• **WRITTEN EXERCISE 1**
In the forum thread below about Elasticsearch garbage collection pauses, what value was set for index.merge.policy.max_merged_segment?

• **PAGE EXTRACT**
━━━━━━━━━━━━━━━━━━━━━━━━━━━━━━
Re: ES v1.1 continuous young gc pauses old gc, stops the world when old gc happens and splits cluster

Michael Hart Tue, 24 Jun 2014 05:53:38 -0700

Removing the "-XX+UseCMSInitiatingOccupancyOnly" flag extended the time it 
took before the JVM started full GC's from about 2 hours to 7 hours in my 
cluster, but now it's back to constant full GC's. I'm out of ideas. 
Suggestions?


mike


On Monday, June 23, 2014 10:25:20 AM UTC-4, Michael Hart wrote:
>
> My nodes are in Rackspace, so they are VM's, but they are configured 
> without swap.
>
> I'm not entirely sure what the searches are up to, I'm going to 
> investigate that further.
>
> I did correlate a rapid increase in Heap used, number of segments (up from 
> the norm of ~400 to 15,000) and consequently Old GC counts when the cluster 
> attempts to merge a 5GB segment. It seems that in spite of my really fast 
> disk the merge of a 5GB segment takes up to 15 minutes. I've made two 
> changes this morning, namely set these:
>
> index.merge.scheduler.max_thread_count: 3
> index.merge.policy.max_merged_segment: 1gb
>
> The first is in the hope that while a large segment merge is underway, the 
> two other threads can still keep the small segment merges going. The second 
> is to keep the larger segment merges under control. I was ending up with 
> two 5GB segments, and a long tail of smaller ones. A quick model shows that 
> by dropping this to 1GB I'll have 12 x 1GB segments and a similar long tail 
> of smaller segments (about 50?).
>
> I've also enabled GC logging on one node, I'll leave it running for the 
> day and tomorrow remove the "-XX+UseCMSInitiatingOccupancyOnly" flag (used 
> by default for elasticsearch) and see if there's any difference. I'll 
> report back here incase this is of any use for anyone.
>
> thanks
> mike
>
> On Friday, June 20, 2014 6:31:54 PM UTC-4, Clinton Gormley wrote:
>
> * Do you have swap disabled?  (any swap plays havoc with GC)
> * You said you're doing scan/scroll - how many documents are you 
> retrieving at a time? Consider reducing the number
> * Are you running on a VM - that can cause you to swap even though your VM 
> guest thinks that swap is disabled, or steal CPU (slowing down GC)
>
> Essentially, if all of the above are false, you shouldn't be getting slow 
> GCs unless you're under very heavy memory pressure (and I see that your old 
> gen is not too bad, so that doesn't look likely).
━━━━━━━━━━━━━━━━━━━━━━━━━━━━━━
(Photo object pointing records)

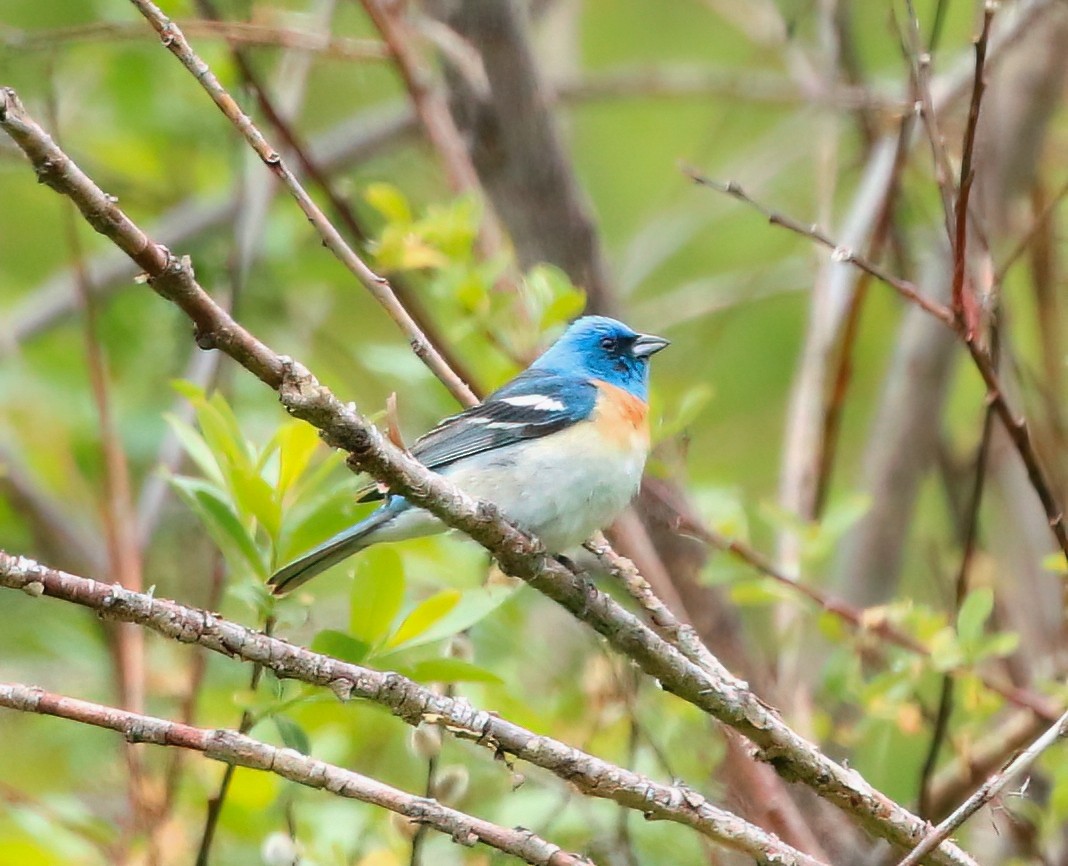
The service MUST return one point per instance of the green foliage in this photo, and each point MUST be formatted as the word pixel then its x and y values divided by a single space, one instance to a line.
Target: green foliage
pixel 256 490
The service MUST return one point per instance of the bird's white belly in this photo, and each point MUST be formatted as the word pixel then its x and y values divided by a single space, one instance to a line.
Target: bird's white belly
pixel 561 501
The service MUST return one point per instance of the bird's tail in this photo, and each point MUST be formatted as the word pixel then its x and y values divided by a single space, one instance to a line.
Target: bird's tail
pixel 330 552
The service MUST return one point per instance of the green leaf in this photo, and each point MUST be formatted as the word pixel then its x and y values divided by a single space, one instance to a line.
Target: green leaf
pixel 221 433
pixel 473 607
pixel 297 442
pixel 843 514
pixel 974 612
pixel 945 650
pixel 377 595
pixel 756 592
pixel 389 201
pixel 1055 563
pixel 293 735
pixel 221 522
pixel 341 646
pixel 449 671
pixel 194 445
pixel 425 614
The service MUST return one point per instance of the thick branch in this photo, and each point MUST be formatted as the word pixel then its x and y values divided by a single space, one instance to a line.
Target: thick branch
pixel 229 746
pixel 406 699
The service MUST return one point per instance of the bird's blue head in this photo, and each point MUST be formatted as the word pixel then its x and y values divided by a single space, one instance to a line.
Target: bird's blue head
pixel 597 347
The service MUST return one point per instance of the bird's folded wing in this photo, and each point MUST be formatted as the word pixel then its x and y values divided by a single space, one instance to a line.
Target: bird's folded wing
pixel 533 405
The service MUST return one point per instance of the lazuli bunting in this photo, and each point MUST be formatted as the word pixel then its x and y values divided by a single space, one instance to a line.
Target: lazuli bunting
pixel 560 450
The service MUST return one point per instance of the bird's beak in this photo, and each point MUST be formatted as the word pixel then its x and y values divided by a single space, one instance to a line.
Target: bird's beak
pixel 648 344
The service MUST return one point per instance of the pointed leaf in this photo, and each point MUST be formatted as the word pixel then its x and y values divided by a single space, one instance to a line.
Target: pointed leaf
pixel 257 499
pixel 474 605
pixel 220 522
pixel 194 445
pixel 974 612
pixel 377 594
pixel 341 646
pixel 449 671
pixel 425 614
pixel 297 443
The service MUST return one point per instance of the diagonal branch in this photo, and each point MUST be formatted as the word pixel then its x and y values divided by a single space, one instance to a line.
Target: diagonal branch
pixel 378 286
pixel 343 427
pixel 238 750
pixel 408 701
pixel 988 791
pixel 1016 426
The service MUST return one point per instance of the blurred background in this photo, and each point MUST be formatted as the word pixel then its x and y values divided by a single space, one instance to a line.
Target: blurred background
pixel 507 166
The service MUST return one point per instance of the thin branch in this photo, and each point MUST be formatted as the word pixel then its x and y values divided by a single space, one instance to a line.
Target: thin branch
pixel 920 69
pixel 1016 426
pixel 993 786
pixel 1033 231
pixel 238 750
pixel 244 32
pixel 339 205
pixel 856 617
pixel 902 287
pixel 343 427
pixel 378 286
pixel 964 304
pixel 960 592
pixel 665 624
pixel 407 699
pixel 432 109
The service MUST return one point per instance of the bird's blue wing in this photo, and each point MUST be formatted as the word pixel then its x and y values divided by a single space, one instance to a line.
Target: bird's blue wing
pixel 532 405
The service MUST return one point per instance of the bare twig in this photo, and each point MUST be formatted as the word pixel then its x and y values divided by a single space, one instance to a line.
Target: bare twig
pixel 378 286
pixel 988 791
pixel 960 591
pixel 244 32
pixel 904 287
pixel 857 618
pixel 964 304
pixel 920 67
pixel 410 702
pixel 238 750
pixel 518 554
pixel 1016 426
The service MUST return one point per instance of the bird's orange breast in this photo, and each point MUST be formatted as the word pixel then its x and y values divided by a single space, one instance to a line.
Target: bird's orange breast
pixel 622 418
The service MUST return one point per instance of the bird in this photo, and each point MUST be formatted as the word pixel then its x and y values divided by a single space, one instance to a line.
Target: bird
pixel 560 449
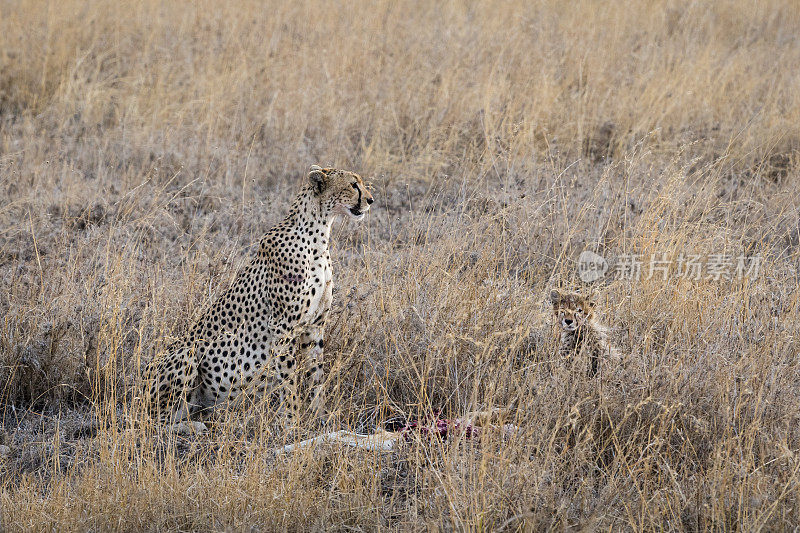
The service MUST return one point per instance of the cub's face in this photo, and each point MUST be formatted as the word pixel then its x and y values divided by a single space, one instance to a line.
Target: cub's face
pixel 341 192
pixel 571 309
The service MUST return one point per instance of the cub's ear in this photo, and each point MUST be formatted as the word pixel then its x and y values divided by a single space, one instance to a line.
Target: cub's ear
pixel 317 178
pixel 555 297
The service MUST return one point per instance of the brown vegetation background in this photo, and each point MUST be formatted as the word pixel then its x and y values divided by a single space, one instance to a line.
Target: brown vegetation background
pixel 144 147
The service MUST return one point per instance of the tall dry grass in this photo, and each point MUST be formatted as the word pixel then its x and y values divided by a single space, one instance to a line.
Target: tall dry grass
pixel 145 147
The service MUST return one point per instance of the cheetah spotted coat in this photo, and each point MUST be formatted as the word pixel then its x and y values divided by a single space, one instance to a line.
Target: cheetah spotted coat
pixel 267 329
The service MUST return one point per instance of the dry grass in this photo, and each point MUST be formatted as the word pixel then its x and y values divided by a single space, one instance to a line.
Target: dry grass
pixel 145 147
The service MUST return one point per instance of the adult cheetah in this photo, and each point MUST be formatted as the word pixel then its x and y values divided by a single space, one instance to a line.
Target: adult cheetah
pixel 267 329
pixel 582 335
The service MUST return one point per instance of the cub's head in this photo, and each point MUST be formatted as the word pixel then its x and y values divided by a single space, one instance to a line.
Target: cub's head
pixel 340 192
pixel 571 309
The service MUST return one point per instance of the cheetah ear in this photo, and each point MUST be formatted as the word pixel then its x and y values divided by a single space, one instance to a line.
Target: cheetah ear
pixel 317 178
pixel 555 297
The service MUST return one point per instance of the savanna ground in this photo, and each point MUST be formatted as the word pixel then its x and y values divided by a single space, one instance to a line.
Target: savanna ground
pixel 145 147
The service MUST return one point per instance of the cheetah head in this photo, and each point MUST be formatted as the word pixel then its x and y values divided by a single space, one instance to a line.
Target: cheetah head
pixel 341 192
pixel 572 310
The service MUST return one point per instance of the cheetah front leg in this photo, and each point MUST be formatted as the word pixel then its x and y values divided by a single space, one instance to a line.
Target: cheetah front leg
pixel 311 346
pixel 284 359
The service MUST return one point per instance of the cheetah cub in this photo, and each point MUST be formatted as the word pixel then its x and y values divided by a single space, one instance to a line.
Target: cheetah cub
pixel 581 334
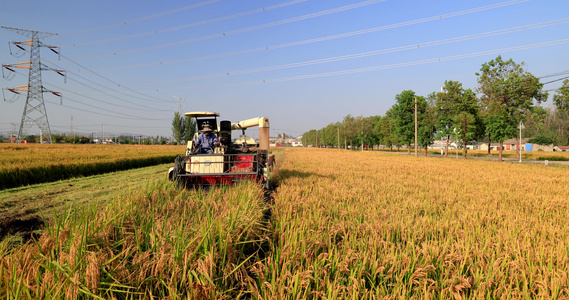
━━━━━━━━━━━━━━━━━━━━━━━━━━━━━━
• **WRITTEN EXERCISE 2**
From the listing above, quote the stretch from the line containing "The service MUST return one point per instance of the diagonal" through the line containing "pixel 507 166".

• **WORKED SOLUTION 1**
1gb

• **WORKED SOLUTION 2**
The service MUST return one point per instance of the diagonal branch in this photo, and each point MUST be formatted as the word pixel then its x and y values divided by a single space, one instance to a line.
Target: diagonal branch
pixel 378 286
pixel 343 427
pixel 238 750
pixel 408 701
pixel 988 791
pixel 1016 426
The service MUST return one point per instance of the blurred background in this photo, and each point MUST be formatted as the word pixel then its x and y values divided by a single space, one instance to a line.
Target: blurred background
pixel 507 166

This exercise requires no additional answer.